The announcements are also available through the Company’s website www.cazalyresources.com.au.
8.2
Market price of Shares and Options
The Company is a disclosing entity for the purposes of the Corporations Act and the Shares are enhanced disclosure securities quoted on ASX.
The highest, lowest and last market sale prices of the Shares traded on ASX during the three months immediately preceding the date of lodgement of this Prospectus with ASIC and the respective dates of those sales were:
Highest: $0.086 on 8 August 2016
Lowest: $0.057 on 29 June 2016
Last: $0.115 on 15 August 2016.
As at the date of this Prospectus the Company does not have any Options which traded on ASX during the three months immediately preceding the date of lodgement of this Prospectus with ASIC.

▶ **Data to use**
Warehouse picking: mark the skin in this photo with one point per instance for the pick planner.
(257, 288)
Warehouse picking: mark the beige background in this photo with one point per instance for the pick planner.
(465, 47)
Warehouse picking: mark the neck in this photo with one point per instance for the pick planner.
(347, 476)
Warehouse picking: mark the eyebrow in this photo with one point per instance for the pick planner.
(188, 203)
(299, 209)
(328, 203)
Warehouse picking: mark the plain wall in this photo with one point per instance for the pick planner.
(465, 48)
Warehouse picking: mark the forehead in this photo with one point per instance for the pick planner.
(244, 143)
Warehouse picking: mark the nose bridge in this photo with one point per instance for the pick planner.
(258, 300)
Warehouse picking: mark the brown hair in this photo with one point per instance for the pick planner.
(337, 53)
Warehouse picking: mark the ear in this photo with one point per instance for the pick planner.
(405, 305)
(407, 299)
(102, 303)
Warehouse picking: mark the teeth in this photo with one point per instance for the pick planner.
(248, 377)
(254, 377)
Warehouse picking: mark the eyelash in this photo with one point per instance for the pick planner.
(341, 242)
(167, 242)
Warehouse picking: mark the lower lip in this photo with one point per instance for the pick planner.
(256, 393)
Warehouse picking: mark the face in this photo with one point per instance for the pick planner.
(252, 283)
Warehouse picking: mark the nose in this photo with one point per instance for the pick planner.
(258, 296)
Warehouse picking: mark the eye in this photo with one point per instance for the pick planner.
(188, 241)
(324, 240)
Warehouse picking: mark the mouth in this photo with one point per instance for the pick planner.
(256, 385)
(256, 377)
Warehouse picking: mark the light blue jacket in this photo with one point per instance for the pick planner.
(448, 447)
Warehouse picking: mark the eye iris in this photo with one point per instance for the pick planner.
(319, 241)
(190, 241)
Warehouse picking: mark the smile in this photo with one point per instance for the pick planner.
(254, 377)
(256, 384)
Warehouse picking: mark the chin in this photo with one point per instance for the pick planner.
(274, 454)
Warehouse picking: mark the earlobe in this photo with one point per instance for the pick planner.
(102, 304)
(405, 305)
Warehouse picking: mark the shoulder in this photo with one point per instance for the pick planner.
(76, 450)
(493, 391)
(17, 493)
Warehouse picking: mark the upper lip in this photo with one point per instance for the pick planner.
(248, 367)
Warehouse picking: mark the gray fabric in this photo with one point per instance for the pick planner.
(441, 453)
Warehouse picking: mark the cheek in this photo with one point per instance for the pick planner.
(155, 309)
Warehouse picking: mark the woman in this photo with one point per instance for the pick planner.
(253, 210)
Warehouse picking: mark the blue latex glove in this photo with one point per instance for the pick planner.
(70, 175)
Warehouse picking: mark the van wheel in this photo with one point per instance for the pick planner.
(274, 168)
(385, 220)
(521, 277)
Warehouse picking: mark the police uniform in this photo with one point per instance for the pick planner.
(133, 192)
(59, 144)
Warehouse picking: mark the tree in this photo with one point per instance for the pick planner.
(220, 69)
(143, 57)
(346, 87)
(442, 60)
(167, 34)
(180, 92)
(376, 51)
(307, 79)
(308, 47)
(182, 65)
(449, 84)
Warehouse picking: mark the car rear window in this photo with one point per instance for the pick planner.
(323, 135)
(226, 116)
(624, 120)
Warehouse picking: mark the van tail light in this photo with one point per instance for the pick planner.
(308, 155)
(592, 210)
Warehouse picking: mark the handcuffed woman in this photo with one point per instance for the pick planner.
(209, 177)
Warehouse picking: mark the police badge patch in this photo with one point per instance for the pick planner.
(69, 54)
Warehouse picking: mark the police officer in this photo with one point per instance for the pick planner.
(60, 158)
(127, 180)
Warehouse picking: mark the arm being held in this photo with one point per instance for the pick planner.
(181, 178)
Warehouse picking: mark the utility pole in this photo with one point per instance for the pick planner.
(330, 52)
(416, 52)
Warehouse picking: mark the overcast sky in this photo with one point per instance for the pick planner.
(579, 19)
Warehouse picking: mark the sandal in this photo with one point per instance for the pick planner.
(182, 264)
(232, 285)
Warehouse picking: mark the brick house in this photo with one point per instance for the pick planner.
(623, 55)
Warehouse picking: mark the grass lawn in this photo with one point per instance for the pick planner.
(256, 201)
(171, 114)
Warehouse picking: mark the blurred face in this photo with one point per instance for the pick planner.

▶ **Actions to take**
[A] According to the prospectus excerpt, on what website can the announcements also be found?
[B] Select every line in the rows that contains the word "light".

▶ **Answers in order**
[A] www.cazalyresources.com.au

[B]
Warehouse picking: mark the light blue jacket in this photo with one point per instance for the pick planner.
Warehouse picking: mark the van tail light in this photo with one point per instance for the pick planner.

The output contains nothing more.